Problem set:
1 - Answer these from the RSC Advances excerpt, one per line:
(a) In what year did ACS Omega launch?
(b) How long does review take at Scientific Reports, by the excerpt's figure?
(c) What APC does the excerpt give for RSC Advances?
2 - In one to three sentences, explain why the RSC Advances excerpt says RSC Advances carries marginally more recognition than ACS Omega in some chemistry subfields.
3 - Carry on the RSC Advances excerpt from its last sentence.

But here's the editorial difference that matters. RSC Advances has been around since 2011 and has settled into a clear identity as the RSC's accessible OA option. ACS Omega, launched in 2016, is still building its reputation. In some chemistry subfields, RSC Advances carries marginally more recognition simply because it's been publishing longer. That gap is closing, though, and by 2026 most hiring committees treat them as roughly equivalent.
RSC Advances vs. Scientific Reports. Scientific Reports has the Springer Nature brand behind it, which gives it a certain credibility. But it's also much slower (4-8 weeks vs. 2-4 weeks) and more expensive ($2,850 vs. $1,800). If you're in chemistry, RSC Advances is the better fit. Scientific Reports makes more sense when your work genuinely spans multiple disciplines and you want the broader readership of a Nature-branded venue.
RSC Advances vs. MDPI journals. MDPI journals are fast and have high acceptance rates, but they carry a reputation problem that won't go away. Some researchers and some committees view MDPI publications with skepticism. Whether that's fair is debatable, but it's real. RSC Advances doesn't have that problem. The RSC brand provides a floor of credibility that MDPI can't match.
When RSC Advances is the right choice
I'll be direct about this. RSC Advances is the right journal in several specific situations.
Your work is sound but not novel enough for specialty journals. You've synthesized a new set of compounds, characterized them properly, and measured their properties. The results are clean but they don't tell a surprising story. Journals like Chemical Communications or Chemistry of Materials would reject for insufficient novelty. RSC Advances won't, as long as the science is solid.
You need fast publication with society-journal credibility. You're on a deadline, you want OA, and you want a publisher name that doesn't raise eyebrows. RSC Advances checks all three boxes. The $1,800 APC doesn't break most grant budgets, and the 2-4 week review cycle keeps your timeline tight.
You're building a publication record early in your career. For PhD students and early postdocs, having papers in indexed, society-backed journals matters. RSC Advances is a legitimate venue that reviewers won't question on a CV. It's not going to win you a faculty position at a top research university on its own, but it shows productivity and peer-reviewed output.

Extracted entries:
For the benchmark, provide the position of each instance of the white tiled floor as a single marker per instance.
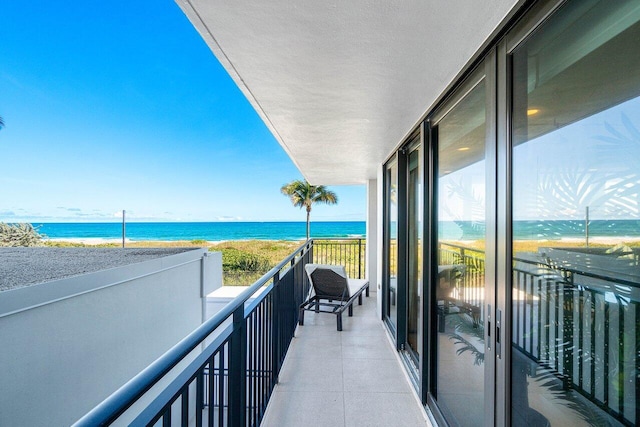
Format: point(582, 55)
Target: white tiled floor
point(348, 378)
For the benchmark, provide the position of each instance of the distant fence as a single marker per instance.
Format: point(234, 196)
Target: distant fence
point(348, 252)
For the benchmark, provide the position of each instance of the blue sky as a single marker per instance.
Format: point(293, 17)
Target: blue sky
point(121, 105)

Results of the tasks:
1 -
(a) 2016
(b) 4-8 weeks
(c) $1,800

2 - RSC Advances has been publishing longer. It has been around since 2011, while ACS Omega launched in 2016 and is still building its reputation.

3 -
Your paper was rejected from a higher-tier RSC journal. This is a common pathway. A paper rejected from Chemical Science, Dalton Transactions, or Journal of Materials Chemistry can often find a home in RSC Advances without major revision. The RSC's transfer system makes this painless. Reviewer reports can be passed along, which saves everyone time.
When you should aim higher
Don't submit to RSC Advances if your work deserves a better venue. That sounds obvious, but it happens more often than you'd think, usually because of time pressure or frustration with the review process at more selective journals.
If you have a genuine mechanistic insight, send it to a specialty journal first. A paper that explains why a reaction works in an unexpected way belongs in JACS, ACS Catalysis, or Chemical Science before it belongs in RSC Advances. You can always move down. Moving up after publication isn't an option.
If your materials results are strong and application-oriented, try Journal of Materials Chemistry A/B/C, ACS Applied Materials & Interfaces, or Advanced Functional Materials first. These journals want well-characterized materials with clear performance data, and the impact factor gap between them and RSC Advances is significant.
If you have a story that crosses disciplinary boundaries, Scientific Reports or Nature Communications (if the results warrant it) will give you a broader audience than RSC Advances.
Common rejection patterns at RSC Advances
Even with a 40-45% acceptance rate, most submissions still get rejected. Here's what typically goes wrong.
Characterization gaps. This is the single most common problem. If you're reporting new compounds, RSC Advances expects complete characterization: NMR (both 1H and 13C), mass spectrometry, and elemental analysis or HRMS. Missing a spectrum or skipping 13C NMR because "the compound is known" when your analog isn't identical to the known compound is a fast path to rejection. Reviewers check.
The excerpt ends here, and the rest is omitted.